Format the records below, from the line containing "Task: list a point for each instance of the sky, one" through the end of the records, inclusive, as a JSON list of strings with one string per line and blank lines omitted.
Start of AVAILABLE RECORDS
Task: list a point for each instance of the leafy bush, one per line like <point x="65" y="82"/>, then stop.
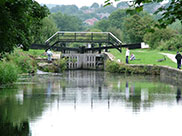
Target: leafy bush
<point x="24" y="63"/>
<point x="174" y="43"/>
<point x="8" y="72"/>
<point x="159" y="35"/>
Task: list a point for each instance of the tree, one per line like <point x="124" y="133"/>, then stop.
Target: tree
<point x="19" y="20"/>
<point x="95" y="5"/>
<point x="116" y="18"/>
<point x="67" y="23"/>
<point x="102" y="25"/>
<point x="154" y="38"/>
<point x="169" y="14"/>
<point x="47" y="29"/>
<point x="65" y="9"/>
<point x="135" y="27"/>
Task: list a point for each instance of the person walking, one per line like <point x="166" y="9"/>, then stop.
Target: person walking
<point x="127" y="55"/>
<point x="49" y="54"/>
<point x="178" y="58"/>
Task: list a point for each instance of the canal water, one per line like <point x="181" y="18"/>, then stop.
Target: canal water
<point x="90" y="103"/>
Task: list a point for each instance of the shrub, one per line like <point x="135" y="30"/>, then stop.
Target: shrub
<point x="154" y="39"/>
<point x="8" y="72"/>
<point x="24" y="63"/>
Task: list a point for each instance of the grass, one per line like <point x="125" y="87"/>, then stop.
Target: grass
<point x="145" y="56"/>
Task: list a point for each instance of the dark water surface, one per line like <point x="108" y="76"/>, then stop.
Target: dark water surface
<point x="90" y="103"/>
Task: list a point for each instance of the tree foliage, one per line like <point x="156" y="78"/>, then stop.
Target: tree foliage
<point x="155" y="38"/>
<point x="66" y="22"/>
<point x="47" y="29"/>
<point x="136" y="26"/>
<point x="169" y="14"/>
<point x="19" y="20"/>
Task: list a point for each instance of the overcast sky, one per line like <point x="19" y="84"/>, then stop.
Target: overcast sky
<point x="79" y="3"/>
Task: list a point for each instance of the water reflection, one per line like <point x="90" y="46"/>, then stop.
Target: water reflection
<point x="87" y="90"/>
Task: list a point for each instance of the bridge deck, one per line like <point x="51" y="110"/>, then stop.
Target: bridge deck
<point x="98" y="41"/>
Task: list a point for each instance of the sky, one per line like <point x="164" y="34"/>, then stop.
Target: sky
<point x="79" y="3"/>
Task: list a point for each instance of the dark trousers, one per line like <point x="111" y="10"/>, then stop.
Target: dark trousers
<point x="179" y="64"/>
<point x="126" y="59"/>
End of AVAILABLE RECORDS
CORRECT ANSWER
[
  "Task: list a point for each instance of the sky, one per line like <point x=\"164\" y=\"34\"/>, then stop.",
  "Target: sky",
  "<point x=\"79\" y=\"3\"/>",
  "Task: list a point for each instance of the dark trousers, one per line like <point x=\"111\" y=\"10\"/>, then stop.",
  "Target: dark trousers",
  "<point x=\"179\" y=\"64\"/>",
  "<point x=\"126\" y=\"59\"/>"
]